WHAT THE TASK REQUIRES: In the DDT and malaria text below, condense the paragraph that begins "'Other factors do contribute to the resurgence of malaria'" into two sentences, keeping its main facts.

GIVEN TEXT:
Many environmentalists get around what they call 'the DDT dilemma' by playing down the causal link between the restrictions on DDT and the recent rise in malaria. 'There are many reasons for the rise in cases of malaria', says Hickey, pointing out that wars, natural disasters, human migrations and local climate changes are all factors when considering the resurgence of the disease. 'The aim to scale down DDT and replace it with viable alternatives is not the main factor.'

There is no doubt that social, political and climate changes in the South do have an impact on the incidence of malaria. Yet that does not alter the fact that the drastic reduction in the use of an effective counter to the disease has allowed malaria to flourish.

'Other factors do contribute to the resurgence of malaria', says Professor Donald Roberts of the Department of Preventive Medicines at the University of Health Sciences in America. 'But none equals the influence of the decreasing use of DDT and the decreases in the house-spray programmes.' Professor Roberts has carried out extensive studies into the resurgence of malaria, particularly in Latin America, and has concluded that banning DDT would jeopardise the health of 'hundreds of millions of people in malaria-endemic countries'.

Professor Roberts' report 'DDT, global strategies and a malaria control crisis in South America' delivered a body-blow to environmentalists. The report used regression models to compare and contrast the prevalence of malaria in Latin American countries which differed in their use of DDT.

RECORD EXCERPTS:
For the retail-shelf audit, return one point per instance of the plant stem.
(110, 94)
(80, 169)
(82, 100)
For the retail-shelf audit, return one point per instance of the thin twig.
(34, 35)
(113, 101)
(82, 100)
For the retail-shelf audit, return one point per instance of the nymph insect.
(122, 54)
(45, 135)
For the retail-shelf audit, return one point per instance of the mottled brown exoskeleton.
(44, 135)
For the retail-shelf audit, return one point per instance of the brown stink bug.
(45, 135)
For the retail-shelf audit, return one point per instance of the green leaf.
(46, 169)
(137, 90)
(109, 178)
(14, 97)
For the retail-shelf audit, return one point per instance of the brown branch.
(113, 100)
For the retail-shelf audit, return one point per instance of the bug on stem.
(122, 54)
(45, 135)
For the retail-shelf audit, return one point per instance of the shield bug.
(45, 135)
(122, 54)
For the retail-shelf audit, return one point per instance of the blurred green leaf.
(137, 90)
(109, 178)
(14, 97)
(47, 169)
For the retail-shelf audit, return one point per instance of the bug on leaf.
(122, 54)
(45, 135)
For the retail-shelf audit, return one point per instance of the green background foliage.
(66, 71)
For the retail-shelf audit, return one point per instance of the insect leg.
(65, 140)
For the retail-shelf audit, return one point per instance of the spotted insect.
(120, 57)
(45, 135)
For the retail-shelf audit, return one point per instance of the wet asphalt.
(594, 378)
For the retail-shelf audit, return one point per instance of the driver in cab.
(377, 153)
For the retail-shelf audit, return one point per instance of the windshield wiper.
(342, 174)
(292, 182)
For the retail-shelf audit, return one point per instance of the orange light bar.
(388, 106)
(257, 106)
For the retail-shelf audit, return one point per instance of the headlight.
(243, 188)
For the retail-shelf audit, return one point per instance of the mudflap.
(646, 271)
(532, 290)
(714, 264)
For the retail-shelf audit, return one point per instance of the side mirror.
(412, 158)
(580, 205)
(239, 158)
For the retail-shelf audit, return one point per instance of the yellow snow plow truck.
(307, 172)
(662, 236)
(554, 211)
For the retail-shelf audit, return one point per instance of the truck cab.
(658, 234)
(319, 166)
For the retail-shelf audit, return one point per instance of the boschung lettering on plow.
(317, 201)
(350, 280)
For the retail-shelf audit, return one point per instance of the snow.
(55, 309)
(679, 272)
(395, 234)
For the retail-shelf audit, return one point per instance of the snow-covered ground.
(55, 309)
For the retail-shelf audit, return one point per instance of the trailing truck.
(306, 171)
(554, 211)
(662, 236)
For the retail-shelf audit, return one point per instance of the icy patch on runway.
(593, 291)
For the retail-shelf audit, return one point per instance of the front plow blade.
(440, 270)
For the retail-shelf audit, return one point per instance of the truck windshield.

EXERCISE ANSWER: Professor Donald Roberts of the Department of Preventive Medicines at the University of Health Sciences in America acknowledges that other factors contribute to malaria's resurgence but argues that none matches the effect of declining DDT use and reduced house-spray programs. After extensive studies, particularly in Latin America, he concluded that banning DDT would jeopardize the health of hundreds of millions of people in malaria-endemic countries.